> _Data extracted from a collection_
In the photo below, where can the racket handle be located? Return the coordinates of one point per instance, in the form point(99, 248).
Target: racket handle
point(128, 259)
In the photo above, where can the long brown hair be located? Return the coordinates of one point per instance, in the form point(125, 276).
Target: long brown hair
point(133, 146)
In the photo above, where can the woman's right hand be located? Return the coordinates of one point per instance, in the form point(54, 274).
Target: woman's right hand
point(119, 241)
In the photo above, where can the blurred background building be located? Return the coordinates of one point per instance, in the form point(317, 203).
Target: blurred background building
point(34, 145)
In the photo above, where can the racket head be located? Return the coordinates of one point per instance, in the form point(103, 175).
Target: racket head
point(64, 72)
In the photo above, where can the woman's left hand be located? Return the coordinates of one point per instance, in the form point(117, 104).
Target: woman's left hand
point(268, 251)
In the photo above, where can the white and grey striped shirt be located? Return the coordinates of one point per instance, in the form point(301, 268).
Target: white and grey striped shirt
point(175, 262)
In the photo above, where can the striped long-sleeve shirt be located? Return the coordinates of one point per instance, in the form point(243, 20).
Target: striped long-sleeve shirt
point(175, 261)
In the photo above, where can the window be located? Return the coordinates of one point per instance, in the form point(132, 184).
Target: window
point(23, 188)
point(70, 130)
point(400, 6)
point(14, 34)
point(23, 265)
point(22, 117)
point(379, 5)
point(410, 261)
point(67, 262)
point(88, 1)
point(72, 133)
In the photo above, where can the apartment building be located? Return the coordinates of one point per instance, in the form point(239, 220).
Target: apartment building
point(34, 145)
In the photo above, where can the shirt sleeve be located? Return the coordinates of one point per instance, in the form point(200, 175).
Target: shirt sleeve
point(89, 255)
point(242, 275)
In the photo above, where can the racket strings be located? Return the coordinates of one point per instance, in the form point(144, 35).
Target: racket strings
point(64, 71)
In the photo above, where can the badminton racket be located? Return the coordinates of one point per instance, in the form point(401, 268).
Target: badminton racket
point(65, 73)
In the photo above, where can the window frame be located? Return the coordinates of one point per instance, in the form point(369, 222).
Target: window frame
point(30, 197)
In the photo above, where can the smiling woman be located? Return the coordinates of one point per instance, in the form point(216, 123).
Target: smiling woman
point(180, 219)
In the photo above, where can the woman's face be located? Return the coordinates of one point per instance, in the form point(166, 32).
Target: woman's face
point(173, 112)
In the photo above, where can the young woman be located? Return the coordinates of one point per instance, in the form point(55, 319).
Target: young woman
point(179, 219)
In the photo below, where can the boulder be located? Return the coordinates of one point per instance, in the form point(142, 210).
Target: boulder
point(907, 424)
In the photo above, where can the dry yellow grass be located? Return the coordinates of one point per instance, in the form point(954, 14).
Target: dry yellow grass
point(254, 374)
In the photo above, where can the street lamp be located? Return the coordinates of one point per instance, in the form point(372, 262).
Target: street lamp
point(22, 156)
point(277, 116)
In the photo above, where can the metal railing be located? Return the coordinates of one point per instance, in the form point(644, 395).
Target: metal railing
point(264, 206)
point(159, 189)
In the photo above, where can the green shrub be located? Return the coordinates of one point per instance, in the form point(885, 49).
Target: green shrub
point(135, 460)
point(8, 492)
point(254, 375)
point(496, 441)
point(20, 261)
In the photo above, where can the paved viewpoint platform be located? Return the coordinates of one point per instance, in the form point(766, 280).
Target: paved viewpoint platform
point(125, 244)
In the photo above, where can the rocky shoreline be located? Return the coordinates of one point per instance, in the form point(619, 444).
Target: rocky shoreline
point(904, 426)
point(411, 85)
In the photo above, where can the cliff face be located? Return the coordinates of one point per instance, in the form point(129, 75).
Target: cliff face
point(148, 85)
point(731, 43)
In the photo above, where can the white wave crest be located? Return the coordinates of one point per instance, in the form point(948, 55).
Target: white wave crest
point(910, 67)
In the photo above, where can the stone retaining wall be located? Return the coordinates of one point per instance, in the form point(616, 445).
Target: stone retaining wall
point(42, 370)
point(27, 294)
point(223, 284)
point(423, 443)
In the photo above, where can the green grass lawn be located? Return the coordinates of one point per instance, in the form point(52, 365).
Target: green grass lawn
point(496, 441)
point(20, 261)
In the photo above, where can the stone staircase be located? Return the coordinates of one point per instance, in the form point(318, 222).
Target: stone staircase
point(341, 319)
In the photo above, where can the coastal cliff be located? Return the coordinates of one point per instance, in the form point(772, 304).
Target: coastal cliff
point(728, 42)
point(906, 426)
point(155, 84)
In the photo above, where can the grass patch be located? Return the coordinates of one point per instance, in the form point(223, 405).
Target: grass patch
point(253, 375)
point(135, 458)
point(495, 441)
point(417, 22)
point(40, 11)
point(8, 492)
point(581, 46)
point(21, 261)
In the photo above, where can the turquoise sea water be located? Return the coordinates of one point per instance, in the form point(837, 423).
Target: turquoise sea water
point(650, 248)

> _GOAL_
Copy out the whole listing exactly.

> _RESPONSE TO THE EXERCISE_
In the photo below, where can the racket handle be located? Return the coordinates of one point per instance, in the form point(99, 248).
Target: racket handle
point(128, 259)
In the photo above, where can the long brown hair be located? Return the coordinates of one point per instance, in the form point(125, 276).
Target: long brown hair
point(133, 146)
In the photo above, where can the woman's right hand be located? Return the coordinates of one point per instance, in the form point(54, 274).
Target: woman's right hand
point(119, 241)
In the photo above, where can the blurred background building be located? Return the coordinates of one point per instance, in the form point(317, 203).
Target: blurred background building
point(34, 145)
In the photo above, where can the racket head be located? Return the coordinates of one point per instance, in the form point(103, 175).
Target: racket head
point(64, 72)
In the photo above, where can the woman's left hand be located? Return the coordinates of one point per instance, in the form point(117, 104).
Target: woman's left hand
point(268, 251)
In the photo above, where can the white and grey striped shirt be located? Return the coordinates of one point per instance, in the form point(301, 268).
Target: white and grey striped shirt
point(175, 262)
In the photo above, where can the striped long-sleeve shirt be located? Return the coordinates of one point per instance, in the form point(243, 20).
Target: striped long-sleeve shirt
point(175, 261)
In the photo above, where can the window be located? Return the coordinates of one point per instance, in the form point(132, 184).
Target: window
point(23, 188)
point(70, 130)
point(400, 6)
point(14, 34)
point(23, 265)
point(22, 117)
point(379, 5)
point(410, 261)
point(67, 262)
point(88, 1)
point(72, 133)
In the photo above, where can the apartment building be located? Return the coordinates of one point per instance, in the form point(239, 220).
Target: apartment building
point(34, 145)
In the photo above, where can the shirt sleeve be located? Return the coordinates of one point per instance, in the form point(200, 175).
Target: shirt sleeve
point(89, 255)
point(242, 275)
In the photo above, where can the racket strings be located? Return the coordinates of one point per instance, in the form point(144, 35).
Target: racket strings
point(64, 71)
In the photo above, where can the badminton racket be located? Return the coordinates of one point per instance, in the form point(401, 268).
Target: badminton racket
point(65, 73)
In the photo above, where can the window frame be located? Return the coordinates of one point per instance, in the form point(369, 222).
Target: window frame
point(30, 197)
In the photo above, where can the smiling woman be located? Return the coordinates of one point per instance, in the form point(216, 123).
Target: smiling woman
point(180, 219)
In the photo above, where can the woman's face be located? Return the coordinates of one point per instance, in the form point(166, 32).
Target: woman's face
point(173, 112)
In the photo above, where can the young woman be located? Return the coordinates of one point per instance, in the form point(55, 319).
Target: young woman
point(179, 219)
In the photo below, where can the boulder be located? Return the coordinates of one point per instance, in the form point(142, 210).
Target: boulder
point(907, 424)
In the photo above, where can the dry yellow grass be located? Return the coordinates of one point per instance, in the form point(954, 14).
Target: dry yellow grass
point(254, 374)
In the photo above, where can the street lamp be located? Return the coordinates of one point per instance, in the form point(372, 262).
Target: street lamp
point(22, 156)
point(277, 116)
In the photo above, where can the metal railing be located? Return the coordinates of one point per instance, in the form point(644, 395).
Target: metal railing
point(264, 206)
point(159, 189)
In the photo above, where can the green shrub be located? Return the coordinates of one point per instance, in the form point(885, 49).
Target: green shrub
point(135, 460)
point(8, 492)
point(254, 375)
point(496, 441)
point(20, 261)
In the photo above, where can the paved viewpoint platform be located? Return the coordinates of one point per instance, in the form point(766, 280).
Target: paved viewpoint platform
point(125, 244)
In the photo above, where can the rocky shoreline be located? Return the coordinates of one point per instance, in the form point(619, 444).
Target: rocky shoreline
point(904, 426)
point(411, 85)
In the photo above, where can the cliff face be located? Return the coordinates of one point per instance, in the form point(129, 75).
Target: cliff face
point(148, 85)
point(731, 43)
In the photo above, where can the white wave crest be located? Return the coordinates of one point per instance, in the form point(948, 55).
Target: white wave crest
point(910, 67)
In the photo above, where can the stone retaining wall be located? Return the coordinates of one point per instance, in the form point(616, 445).
Target: stone retaining wall
point(42, 370)
point(27, 294)
point(223, 284)
point(423, 443)
In the photo above, where can the green grass lawn be located? Return the coordinates of one point per instance, in the form point(52, 365).
Target: green grass lawn
point(496, 441)
point(20, 261)
In the photo above, where can the stone staircase be located? Return the coordinates of one point per instance, in the form point(318, 222).
Target: stone staircase
point(341, 319)
In the photo above, where can the coastal cliff be located? Return the coordinates of one point per instance, in the form point(772, 304).
Target: coastal cliff
point(728, 42)
point(906, 426)
point(155, 84)
In the photo above, where can the grass patch be located? Return the coordinates of one point per instance, in the form point(223, 405).
Target: grass patch
point(253, 375)
point(135, 458)
point(495, 441)
point(417, 22)
point(40, 11)
point(8, 492)
point(581, 46)
point(21, 261)
In the photo above, where can the turquoise sea water be located? Return the coordinates of one point per instance, in the form point(837, 423).
Target: turquoise sea water
point(650, 248)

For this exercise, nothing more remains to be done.